§ Problem details
Copy the listing below in full, exactly.

━━━━

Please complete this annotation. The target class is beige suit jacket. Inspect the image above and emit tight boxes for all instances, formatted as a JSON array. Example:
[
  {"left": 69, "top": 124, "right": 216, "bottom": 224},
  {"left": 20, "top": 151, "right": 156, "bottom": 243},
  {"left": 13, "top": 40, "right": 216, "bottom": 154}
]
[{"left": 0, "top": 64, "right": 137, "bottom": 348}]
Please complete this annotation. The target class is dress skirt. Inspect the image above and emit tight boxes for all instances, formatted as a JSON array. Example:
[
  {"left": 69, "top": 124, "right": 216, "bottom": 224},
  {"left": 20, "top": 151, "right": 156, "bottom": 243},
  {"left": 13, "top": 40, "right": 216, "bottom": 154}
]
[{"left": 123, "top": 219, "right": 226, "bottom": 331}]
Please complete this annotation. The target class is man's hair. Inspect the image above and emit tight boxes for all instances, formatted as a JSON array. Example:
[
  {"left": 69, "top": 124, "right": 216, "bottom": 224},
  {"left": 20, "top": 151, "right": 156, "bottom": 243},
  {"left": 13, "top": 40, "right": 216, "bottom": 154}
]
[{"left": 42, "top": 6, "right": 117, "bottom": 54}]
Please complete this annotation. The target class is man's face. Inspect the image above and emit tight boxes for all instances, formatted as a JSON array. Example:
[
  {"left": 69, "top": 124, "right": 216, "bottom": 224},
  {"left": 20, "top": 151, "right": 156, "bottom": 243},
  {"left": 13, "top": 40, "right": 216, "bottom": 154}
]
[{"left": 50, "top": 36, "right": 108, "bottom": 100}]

━━━━

§ Answer area
Please complete this annotation. The target class is beige suit jacket. Inspect the image above and emit tight boxes for all instances, formatted as a JSON array. Example:
[
  {"left": 69, "top": 124, "right": 216, "bottom": 224},
  {"left": 20, "top": 151, "right": 156, "bottom": 243},
  {"left": 13, "top": 40, "right": 216, "bottom": 154}
]
[{"left": 0, "top": 64, "right": 137, "bottom": 348}]
Please complete this annotation. The target class is dress skirt. Inspect the image above and emit tight boxes for all instances, formatted as a JSON array. Example:
[
  {"left": 69, "top": 124, "right": 216, "bottom": 224},
  {"left": 20, "top": 151, "right": 156, "bottom": 243},
  {"left": 13, "top": 40, "right": 216, "bottom": 154}
]
[{"left": 123, "top": 219, "right": 226, "bottom": 331}]
Please complete this annotation. The target class is man's hair. Inspect the image above and emit tight boxes for all instances, formatted as a JSON array. Example:
[
  {"left": 69, "top": 124, "right": 216, "bottom": 224},
  {"left": 20, "top": 151, "right": 156, "bottom": 243},
  {"left": 13, "top": 40, "right": 216, "bottom": 154}
]
[{"left": 42, "top": 6, "right": 117, "bottom": 54}]
Please complete this annotation. The target class is man's face. Inspect the image above and emit tight boxes for all instances, formatted as a JSON array. Example:
[
  {"left": 69, "top": 124, "right": 216, "bottom": 224},
  {"left": 20, "top": 151, "right": 156, "bottom": 243},
  {"left": 13, "top": 40, "right": 216, "bottom": 154}
]
[{"left": 50, "top": 36, "right": 108, "bottom": 100}]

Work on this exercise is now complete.